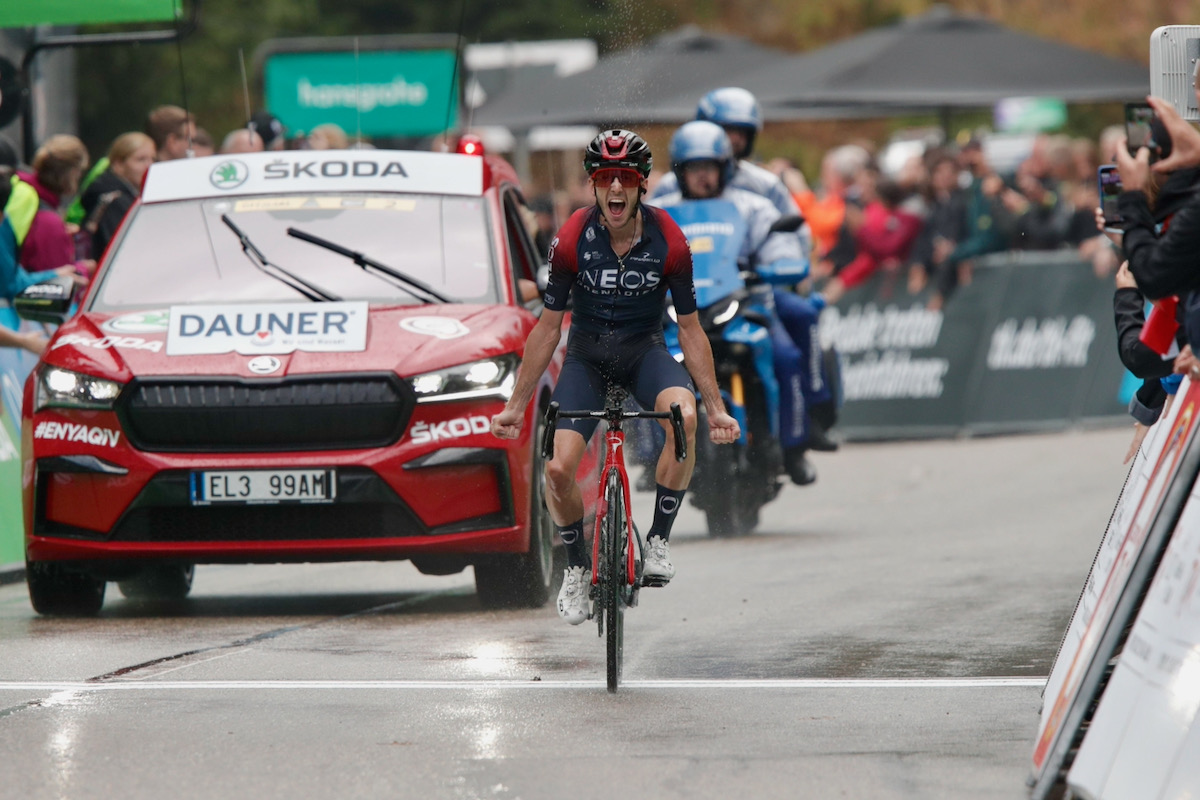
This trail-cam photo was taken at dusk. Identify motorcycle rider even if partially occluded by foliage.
[658,120,820,486]
[492,130,740,625]
[646,86,838,451]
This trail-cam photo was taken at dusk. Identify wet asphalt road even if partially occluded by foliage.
[0,428,1128,800]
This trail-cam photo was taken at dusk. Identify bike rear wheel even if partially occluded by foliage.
[600,470,628,692]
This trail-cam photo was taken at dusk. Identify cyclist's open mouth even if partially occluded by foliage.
[608,197,629,222]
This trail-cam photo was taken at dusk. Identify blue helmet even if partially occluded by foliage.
[696,86,762,157]
[670,120,737,197]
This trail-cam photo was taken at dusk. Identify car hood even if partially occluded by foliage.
[42,303,536,383]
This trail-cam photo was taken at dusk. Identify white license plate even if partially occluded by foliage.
[191,469,337,505]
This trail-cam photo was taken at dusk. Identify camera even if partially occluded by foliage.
[1097,164,1123,228]
[1150,25,1200,120]
[1126,103,1171,163]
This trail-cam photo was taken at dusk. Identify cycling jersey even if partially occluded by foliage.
[544,205,696,333]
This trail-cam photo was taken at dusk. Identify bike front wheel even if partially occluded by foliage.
[600,470,629,692]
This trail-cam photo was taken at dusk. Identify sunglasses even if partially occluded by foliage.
[592,167,642,186]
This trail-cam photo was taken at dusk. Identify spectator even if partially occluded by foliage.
[82,131,155,258]
[1116,97,1200,307]
[145,106,196,161]
[823,175,922,302]
[307,122,350,150]
[192,128,216,158]
[221,128,263,156]
[246,110,287,150]
[792,144,871,277]
[1004,162,1072,249]
[5,134,96,276]
[928,138,1013,309]
[1097,125,1124,164]
[908,150,967,294]
[0,155,74,355]
[529,194,558,258]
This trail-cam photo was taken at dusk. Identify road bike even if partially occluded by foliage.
[541,386,688,692]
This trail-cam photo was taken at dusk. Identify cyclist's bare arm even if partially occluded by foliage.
[679,312,742,444]
[492,309,564,439]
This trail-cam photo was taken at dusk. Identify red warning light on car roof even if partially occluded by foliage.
[455,133,484,156]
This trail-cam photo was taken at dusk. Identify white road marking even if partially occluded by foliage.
[0,678,1046,692]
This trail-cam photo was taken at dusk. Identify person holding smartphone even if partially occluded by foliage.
[1116,97,1200,303]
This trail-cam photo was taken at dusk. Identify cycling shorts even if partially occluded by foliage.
[553,330,696,441]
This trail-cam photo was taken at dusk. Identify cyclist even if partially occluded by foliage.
[492,130,740,625]
[658,120,821,486]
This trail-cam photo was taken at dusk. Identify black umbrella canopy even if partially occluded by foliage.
[736,6,1150,110]
[473,25,786,130]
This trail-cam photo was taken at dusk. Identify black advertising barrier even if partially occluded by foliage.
[821,252,1126,439]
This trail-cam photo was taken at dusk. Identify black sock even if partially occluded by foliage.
[646,483,688,541]
[558,519,592,570]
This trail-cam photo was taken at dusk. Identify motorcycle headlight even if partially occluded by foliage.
[713,300,742,325]
[34,366,121,411]
[700,297,742,331]
[408,353,520,403]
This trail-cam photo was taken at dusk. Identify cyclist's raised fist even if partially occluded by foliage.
[492,408,524,439]
[708,414,742,445]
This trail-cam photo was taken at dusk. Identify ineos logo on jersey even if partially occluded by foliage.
[580,267,662,294]
[265,161,408,180]
[412,416,492,445]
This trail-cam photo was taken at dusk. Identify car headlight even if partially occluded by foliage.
[408,353,520,403]
[34,366,121,411]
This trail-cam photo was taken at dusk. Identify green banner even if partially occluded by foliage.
[263,49,458,137]
[0,0,182,28]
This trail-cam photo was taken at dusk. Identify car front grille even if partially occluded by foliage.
[116,373,416,452]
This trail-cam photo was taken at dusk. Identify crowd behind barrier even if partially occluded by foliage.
[0,97,1161,563]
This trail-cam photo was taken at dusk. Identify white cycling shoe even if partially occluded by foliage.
[558,566,592,625]
[642,536,674,587]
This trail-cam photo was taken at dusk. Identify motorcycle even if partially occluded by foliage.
[664,199,799,536]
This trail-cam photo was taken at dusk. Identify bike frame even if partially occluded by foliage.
[592,417,641,587]
[541,387,688,587]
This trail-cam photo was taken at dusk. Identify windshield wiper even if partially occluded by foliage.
[288,228,454,302]
[221,213,341,302]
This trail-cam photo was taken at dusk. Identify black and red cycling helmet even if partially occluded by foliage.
[583,128,654,180]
◇ ◇ ◇ ◇
Lay out the rows starting with the line that contains "This trail-cam photo was taken at dusk. Identify cyclist's bare" and going on through the line that contains "[1116,97,1200,303]" as a Markdown table with two columns, Num and Line, numbering each row and leaving out blank lines.

| Num | Line |
|---|---|
| 1 | This trail-cam photo was taken at dusk. Identify cyclist's bare arm even if partially occluded by foliage. |
| 2 | [679,312,742,444] |
| 3 | [492,309,564,439] |
| 4 | This trail-cam photo was taken at dusk. Identify red warning light on car roof even if partially occluded by foliage. |
| 5 | [455,133,484,156] |
| 6 | This trail-cam photo was taken at dusk. Identify white road marking even if partially occluded by foliage. |
| 7 | [0,678,1046,692] |
| 8 | This trail-cam photo was taken at dusk. Identify person holding smartphone even if partially occluded by foliage. |
| 9 | [1116,97,1200,303] |